___ RECORDS SHOWN ___

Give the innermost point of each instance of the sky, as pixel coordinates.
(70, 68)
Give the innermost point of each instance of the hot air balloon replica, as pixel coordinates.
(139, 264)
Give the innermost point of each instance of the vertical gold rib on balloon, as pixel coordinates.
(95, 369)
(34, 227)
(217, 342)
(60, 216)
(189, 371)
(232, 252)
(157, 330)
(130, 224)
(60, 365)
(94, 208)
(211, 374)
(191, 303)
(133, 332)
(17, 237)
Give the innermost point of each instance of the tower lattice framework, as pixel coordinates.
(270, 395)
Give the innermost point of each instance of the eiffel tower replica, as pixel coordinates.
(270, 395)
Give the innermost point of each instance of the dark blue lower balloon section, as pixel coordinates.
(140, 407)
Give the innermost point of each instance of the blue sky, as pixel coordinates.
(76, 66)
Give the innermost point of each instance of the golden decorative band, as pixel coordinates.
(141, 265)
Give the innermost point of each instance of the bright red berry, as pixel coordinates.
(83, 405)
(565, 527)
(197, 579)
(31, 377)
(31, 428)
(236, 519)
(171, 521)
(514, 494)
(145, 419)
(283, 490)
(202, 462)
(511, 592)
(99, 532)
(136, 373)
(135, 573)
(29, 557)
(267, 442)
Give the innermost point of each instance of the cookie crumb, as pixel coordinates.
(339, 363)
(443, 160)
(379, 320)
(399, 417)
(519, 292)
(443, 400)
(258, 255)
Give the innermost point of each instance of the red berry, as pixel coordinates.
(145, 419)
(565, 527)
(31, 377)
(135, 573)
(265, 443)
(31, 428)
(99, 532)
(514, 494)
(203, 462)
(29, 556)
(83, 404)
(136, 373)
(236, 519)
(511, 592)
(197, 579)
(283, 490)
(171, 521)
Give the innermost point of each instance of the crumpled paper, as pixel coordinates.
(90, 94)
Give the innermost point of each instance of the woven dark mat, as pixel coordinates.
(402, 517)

___

-- WHAT YOU HAVE TO DO --
Please give back all of the records exactly as written.

-- SOLUTION BELOW --
Give the innermost point of each instance of the sky, as pixel coordinates.
(70, 68)
Give the innermost point of each instance of the hot air balloon replica, as pixel coordinates.
(139, 264)
Give the innermost point of each instance of the vertical gold rib on balloon, as pixel coordinates.
(95, 369)
(34, 227)
(217, 342)
(60, 216)
(189, 371)
(232, 252)
(157, 330)
(130, 224)
(60, 365)
(94, 208)
(211, 374)
(191, 303)
(133, 332)
(17, 237)
Give the innermost point of each instance of the tower lattice framework, as pixel coordinates.
(270, 395)
Give the innermost point of each instance of the eiffel tower replica, as pixel coordinates.
(270, 395)
Give the innermost point of each instance of the dark blue lower balloon section, as pixel coordinates.
(140, 407)
Give the innermost point of each instance of the blue sky, as pixel coordinates.
(76, 66)
Give the innermost point of each instance of the golden decorative band, as pixel coordinates.
(141, 265)
Give the innermost point of each instance of the bright red berry, as pixel coordinates.
(83, 405)
(565, 527)
(197, 579)
(31, 377)
(31, 428)
(236, 519)
(171, 521)
(514, 494)
(145, 419)
(283, 490)
(202, 462)
(511, 592)
(99, 532)
(136, 373)
(135, 573)
(29, 557)
(267, 442)
Give the innermost point of each instance of the cookie crumb, as pixel coordinates.
(339, 363)
(443, 160)
(379, 320)
(399, 417)
(519, 292)
(443, 400)
(258, 255)
Give the innermost point of each instance of the red berry, as pixel coordinates.
(145, 419)
(565, 527)
(31, 377)
(135, 573)
(265, 443)
(31, 428)
(99, 532)
(514, 494)
(203, 462)
(29, 556)
(83, 404)
(136, 373)
(236, 519)
(511, 592)
(197, 579)
(283, 490)
(171, 521)
Give the innermost point of each instance of the crumpled paper, as pixel coordinates.
(90, 94)
Give the innermost point of each instance of the woven dark mat, as pixel coordinates.
(402, 517)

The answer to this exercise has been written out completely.